» **Short exercise**
Return the listing unchanged, starting at its first line and ending at the line containing "<point>198,286</point>", both included.

» **Provided entries**
>> Begin

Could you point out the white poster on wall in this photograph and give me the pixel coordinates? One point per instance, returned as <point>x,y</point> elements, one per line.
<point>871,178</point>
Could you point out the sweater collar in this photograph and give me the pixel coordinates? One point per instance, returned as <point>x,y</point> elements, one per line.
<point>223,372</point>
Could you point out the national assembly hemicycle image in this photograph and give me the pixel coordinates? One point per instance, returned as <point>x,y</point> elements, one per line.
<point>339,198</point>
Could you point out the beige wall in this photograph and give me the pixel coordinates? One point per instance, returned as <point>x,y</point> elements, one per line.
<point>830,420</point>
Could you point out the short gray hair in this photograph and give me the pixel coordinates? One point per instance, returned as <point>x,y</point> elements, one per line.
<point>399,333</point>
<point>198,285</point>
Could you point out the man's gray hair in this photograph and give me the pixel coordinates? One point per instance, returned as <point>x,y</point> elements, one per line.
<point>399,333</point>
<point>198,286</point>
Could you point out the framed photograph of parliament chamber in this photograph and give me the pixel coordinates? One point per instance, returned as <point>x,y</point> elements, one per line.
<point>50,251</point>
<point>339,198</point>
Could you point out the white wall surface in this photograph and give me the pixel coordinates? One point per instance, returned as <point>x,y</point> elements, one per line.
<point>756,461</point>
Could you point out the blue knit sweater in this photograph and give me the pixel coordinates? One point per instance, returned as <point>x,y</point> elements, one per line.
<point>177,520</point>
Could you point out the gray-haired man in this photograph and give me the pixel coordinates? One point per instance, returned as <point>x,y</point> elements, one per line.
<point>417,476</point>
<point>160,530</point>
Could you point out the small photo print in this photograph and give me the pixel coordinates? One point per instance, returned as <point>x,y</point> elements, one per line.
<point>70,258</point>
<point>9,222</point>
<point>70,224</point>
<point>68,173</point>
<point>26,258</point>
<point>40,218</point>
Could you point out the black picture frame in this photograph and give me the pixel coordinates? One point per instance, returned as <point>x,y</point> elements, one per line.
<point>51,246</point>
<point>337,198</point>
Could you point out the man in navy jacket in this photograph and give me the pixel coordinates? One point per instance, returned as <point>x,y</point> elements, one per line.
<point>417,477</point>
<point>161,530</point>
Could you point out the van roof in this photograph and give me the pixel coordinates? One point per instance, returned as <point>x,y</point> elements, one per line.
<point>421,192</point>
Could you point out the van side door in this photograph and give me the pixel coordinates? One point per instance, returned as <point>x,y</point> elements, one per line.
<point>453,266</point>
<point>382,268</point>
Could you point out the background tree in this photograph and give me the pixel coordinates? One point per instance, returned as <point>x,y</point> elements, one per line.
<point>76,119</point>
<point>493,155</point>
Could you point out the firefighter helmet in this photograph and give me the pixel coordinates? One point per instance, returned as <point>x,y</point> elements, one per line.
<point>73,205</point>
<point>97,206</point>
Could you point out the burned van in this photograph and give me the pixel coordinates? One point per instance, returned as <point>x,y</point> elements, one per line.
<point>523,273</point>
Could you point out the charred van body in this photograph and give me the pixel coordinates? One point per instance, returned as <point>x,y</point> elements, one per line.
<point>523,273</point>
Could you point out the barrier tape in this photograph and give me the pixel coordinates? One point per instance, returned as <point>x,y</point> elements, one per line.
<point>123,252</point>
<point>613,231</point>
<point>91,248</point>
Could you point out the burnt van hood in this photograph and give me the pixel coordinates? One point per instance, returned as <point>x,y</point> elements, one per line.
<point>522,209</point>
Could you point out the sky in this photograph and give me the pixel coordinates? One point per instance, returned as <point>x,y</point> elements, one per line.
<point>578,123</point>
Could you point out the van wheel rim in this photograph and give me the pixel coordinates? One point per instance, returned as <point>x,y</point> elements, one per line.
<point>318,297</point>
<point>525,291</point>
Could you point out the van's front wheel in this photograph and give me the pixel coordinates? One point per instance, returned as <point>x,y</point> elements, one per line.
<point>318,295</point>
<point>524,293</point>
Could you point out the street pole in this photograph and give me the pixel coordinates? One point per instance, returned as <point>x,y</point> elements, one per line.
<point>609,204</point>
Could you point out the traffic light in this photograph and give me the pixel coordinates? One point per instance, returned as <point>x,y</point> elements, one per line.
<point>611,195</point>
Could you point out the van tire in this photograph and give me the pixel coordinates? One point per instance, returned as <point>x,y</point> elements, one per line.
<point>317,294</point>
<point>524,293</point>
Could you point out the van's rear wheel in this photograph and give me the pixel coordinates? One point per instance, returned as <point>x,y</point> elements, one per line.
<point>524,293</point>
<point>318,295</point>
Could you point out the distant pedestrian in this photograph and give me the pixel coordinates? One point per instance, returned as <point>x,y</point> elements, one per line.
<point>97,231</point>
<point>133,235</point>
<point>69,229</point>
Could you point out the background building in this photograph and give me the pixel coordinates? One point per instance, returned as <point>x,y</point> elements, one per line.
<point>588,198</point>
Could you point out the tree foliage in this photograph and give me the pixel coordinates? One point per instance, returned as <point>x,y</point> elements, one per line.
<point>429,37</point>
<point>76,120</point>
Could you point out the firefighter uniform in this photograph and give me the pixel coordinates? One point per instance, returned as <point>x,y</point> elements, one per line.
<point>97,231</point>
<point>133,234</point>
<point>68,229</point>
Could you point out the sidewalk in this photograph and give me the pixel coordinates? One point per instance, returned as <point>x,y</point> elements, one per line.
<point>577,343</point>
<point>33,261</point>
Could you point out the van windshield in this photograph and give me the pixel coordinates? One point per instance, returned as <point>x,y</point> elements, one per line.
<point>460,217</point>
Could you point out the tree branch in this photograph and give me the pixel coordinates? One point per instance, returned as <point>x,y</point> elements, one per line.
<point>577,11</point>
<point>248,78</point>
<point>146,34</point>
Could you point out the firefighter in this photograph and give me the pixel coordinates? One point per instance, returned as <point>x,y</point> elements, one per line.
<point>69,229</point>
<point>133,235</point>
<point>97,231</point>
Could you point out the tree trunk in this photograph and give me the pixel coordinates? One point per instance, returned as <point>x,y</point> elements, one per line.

>> End

» **Full response**
Could you point out the white poster on wall in this photograph and give me the pixel coordinates? One point per instance, returned as <point>x,y</point> elements, one per line.
<point>871,178</point>
Could you point out the sweater collar in this photograph and give me the pixel coordinates? One point per instance, returned as <point>x,y</point> elements, one per line.
<point>223,372</point>
Could you point out the national assembly hemicycle image in this photograph and give me the pixel coordinates? One point per instance, returned as <point>x,y</point> elements, one per line.
<point>339,198</point>
Could you point out the beige wall in this photograph and give me the pixel coordinates? One point per instance, returned as <point>x,y</point> elements, one per line.
<point>830,420</point>
Could you point out the short gray hair in this photograph and give me the pixel coordinates? One point per instance, returned as <point>x,y</point> elements, one per line.
<point>399,333</point>
<point>198,285</point>
Could you point out the man's gray hair in this photograph and give me the pixel coordinates? One point per instance, returned as <point>x,y</point> elements, one per line.
<point>399,333</point>
<point>198,286</point>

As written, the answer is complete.